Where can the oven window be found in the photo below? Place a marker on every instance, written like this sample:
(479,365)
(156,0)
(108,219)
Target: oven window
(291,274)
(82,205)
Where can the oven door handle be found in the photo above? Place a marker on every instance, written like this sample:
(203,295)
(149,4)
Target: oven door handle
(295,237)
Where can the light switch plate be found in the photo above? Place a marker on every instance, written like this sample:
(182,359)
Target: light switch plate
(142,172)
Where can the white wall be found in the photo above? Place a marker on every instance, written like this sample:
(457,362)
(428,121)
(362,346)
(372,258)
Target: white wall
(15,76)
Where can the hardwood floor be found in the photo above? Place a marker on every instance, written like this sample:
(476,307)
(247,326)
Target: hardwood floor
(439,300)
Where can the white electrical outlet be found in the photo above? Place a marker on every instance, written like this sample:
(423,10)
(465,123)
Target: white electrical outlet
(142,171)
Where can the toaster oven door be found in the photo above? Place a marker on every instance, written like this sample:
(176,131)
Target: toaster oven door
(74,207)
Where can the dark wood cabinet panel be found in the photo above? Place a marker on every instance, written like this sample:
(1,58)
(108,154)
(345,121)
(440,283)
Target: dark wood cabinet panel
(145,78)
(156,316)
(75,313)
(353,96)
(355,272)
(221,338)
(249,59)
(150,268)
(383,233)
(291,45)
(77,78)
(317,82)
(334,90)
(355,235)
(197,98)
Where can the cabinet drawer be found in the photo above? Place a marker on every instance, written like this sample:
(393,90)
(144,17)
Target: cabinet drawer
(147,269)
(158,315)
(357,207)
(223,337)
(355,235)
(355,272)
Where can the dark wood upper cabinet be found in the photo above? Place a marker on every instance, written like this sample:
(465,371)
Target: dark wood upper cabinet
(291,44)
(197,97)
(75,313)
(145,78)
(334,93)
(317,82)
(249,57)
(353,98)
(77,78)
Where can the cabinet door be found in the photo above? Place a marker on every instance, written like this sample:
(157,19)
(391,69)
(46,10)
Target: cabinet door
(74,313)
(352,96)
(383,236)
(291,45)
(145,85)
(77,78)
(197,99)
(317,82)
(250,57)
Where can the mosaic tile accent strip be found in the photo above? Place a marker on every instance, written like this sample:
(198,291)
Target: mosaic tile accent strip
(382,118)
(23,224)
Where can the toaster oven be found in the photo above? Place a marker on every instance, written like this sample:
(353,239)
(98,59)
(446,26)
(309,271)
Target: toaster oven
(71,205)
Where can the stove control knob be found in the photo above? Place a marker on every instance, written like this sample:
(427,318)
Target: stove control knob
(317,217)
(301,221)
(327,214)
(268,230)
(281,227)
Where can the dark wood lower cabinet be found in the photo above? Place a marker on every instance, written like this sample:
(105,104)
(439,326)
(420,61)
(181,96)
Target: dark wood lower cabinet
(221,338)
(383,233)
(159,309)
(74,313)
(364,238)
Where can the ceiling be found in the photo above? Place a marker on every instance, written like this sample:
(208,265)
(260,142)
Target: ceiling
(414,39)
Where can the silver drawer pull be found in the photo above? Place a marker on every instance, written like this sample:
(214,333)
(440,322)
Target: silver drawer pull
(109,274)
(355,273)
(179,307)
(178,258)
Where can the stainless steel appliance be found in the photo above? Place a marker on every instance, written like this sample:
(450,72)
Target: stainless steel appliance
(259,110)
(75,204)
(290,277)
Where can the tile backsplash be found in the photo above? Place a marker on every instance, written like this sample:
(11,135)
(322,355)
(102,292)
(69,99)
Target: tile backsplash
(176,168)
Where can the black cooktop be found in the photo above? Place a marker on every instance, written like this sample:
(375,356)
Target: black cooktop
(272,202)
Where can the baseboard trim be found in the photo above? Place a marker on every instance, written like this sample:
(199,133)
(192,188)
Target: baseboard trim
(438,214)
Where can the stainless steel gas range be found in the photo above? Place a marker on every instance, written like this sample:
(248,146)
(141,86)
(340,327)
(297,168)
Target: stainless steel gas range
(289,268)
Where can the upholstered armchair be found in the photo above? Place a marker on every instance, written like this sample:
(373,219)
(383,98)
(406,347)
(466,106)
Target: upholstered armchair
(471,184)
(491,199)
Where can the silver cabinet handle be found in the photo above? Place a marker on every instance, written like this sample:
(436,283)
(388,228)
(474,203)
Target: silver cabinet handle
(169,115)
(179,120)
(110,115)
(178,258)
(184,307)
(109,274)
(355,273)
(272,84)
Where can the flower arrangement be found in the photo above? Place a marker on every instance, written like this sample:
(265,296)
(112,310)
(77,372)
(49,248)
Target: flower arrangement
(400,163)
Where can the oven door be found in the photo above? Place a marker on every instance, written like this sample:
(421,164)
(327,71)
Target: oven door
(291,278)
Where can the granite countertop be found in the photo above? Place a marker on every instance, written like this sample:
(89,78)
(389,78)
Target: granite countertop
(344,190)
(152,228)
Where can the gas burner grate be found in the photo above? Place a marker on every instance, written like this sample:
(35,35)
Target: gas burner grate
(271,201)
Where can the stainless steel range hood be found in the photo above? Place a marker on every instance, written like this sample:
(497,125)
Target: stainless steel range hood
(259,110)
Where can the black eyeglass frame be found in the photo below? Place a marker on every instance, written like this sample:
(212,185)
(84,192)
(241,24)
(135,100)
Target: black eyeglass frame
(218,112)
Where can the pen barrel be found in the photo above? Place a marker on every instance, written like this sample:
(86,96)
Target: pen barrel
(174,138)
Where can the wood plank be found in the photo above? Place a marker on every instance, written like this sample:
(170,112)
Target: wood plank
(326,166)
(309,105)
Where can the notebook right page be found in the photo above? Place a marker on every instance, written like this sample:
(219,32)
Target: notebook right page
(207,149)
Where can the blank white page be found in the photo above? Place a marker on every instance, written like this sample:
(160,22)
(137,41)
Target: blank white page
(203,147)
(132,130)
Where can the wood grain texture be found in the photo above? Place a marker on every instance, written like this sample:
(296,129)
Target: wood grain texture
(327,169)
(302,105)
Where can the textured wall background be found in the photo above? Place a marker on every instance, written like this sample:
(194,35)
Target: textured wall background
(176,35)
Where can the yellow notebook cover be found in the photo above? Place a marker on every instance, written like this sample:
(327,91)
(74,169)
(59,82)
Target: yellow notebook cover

■ **What you need to do**
Copy the material from the line containing "Where can the yellow" through the end, inclusive, putting "dot" in place of "marker" and leaving everything else as it is.

■ **Reply to the task**
Where can the yellow notebook cover be found in the photo above? Place a dot on every instance, written like this sample:
(327,91)
(74,169)
(59,82)
Target: yellow notebook cover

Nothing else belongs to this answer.